-- READING PASSAGE follows --
Caution: a re-reading of the Pioneer Anomaly is in order before you start
assuming things in microgravity move because of new physics ...

------
PaulHoule
This is one of these things which is just a few percent less crazy than it
sounds.

The issue is that special relativity isn't quite compatible with quantum
gravity, see

[http://en.wikipedia.org/wiki/Doubly_special_relativity](http://en.wikipedia.org/wiki/Doubly_special_relativity)

What it comes down to is that quantum gravity has a length scale and a time
scale, both of which are unthinkably tiny. However, special relativity says
there is nothing special about any particular space or time interval because
if somebody was going fast enough, an interval that looks like a planck
interval to most people could get expanded or shrunk to something big like a
kilometer or an hour.

But following that line of reasoning is problematic if there is no special
reference frame, since for all I know I already am going incredibly fast
relative to some imaginary observer.
-- READING PASSAGE concluded --
-- PROVIDED INFORMATION follows --
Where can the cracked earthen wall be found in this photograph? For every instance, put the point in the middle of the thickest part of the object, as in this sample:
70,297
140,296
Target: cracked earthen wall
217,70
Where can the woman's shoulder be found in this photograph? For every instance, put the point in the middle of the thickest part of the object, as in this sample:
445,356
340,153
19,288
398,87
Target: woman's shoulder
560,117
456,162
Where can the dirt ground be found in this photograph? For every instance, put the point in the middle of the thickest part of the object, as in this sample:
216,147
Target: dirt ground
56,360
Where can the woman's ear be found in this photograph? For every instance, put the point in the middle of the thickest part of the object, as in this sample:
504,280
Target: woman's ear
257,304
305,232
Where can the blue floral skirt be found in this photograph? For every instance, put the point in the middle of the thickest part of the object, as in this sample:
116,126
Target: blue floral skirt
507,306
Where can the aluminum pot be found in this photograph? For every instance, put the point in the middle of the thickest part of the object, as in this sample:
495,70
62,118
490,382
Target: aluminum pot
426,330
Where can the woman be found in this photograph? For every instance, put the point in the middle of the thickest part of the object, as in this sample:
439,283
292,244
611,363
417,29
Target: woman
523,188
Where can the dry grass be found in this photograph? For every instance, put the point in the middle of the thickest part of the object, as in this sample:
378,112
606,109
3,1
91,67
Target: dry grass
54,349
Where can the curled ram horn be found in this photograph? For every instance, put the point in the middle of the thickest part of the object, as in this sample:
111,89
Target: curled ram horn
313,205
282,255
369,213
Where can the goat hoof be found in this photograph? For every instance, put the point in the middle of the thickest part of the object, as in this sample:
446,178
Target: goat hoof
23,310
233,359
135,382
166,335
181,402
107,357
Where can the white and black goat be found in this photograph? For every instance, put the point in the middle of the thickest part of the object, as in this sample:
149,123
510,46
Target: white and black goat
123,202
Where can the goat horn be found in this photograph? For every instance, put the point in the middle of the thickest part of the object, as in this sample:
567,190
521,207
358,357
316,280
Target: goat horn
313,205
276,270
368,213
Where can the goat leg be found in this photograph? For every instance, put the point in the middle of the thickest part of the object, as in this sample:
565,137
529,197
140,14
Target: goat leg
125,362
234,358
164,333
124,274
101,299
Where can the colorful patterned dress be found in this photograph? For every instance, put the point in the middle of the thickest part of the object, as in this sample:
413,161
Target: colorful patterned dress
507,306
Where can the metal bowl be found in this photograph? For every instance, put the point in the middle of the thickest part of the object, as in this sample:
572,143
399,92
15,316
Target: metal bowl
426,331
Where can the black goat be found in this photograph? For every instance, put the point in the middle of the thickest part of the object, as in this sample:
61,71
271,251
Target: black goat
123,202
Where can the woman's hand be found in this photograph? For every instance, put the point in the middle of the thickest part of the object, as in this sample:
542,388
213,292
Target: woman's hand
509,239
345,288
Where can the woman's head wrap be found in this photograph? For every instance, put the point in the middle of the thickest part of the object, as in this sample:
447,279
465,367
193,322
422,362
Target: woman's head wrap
-- PROVIDED INFORMATION concluded --
● WHAT NEEDS TO BE DONE: Continue the forum thread on special relativity and quantum gravity, which appears above the listing, starting after its final sentence.

● EXERCISE RESULT:
Doubly-special relativity manages to preserve the invariance of the speed of
light under ordinary conditions but also preserve the invariance of plankian
quantities under extreme conditions. Related theories also bring in the idea
of a special reference frame which means you might be able to "push" against
the vacuum.

The main trouble jiving that with these experiments is that the energy scale
at which DSS effects come into play is huge, way out in grand unification
country, so it's hard to believe it could be probed by these experiments.

------
nsxwolf
I've always thought it was unfair that this is impossible. It's not like
you're getting something for nothing - you are still required to expend
energy. So why does the universe have to be such a dick about converting
electricity directly into motion?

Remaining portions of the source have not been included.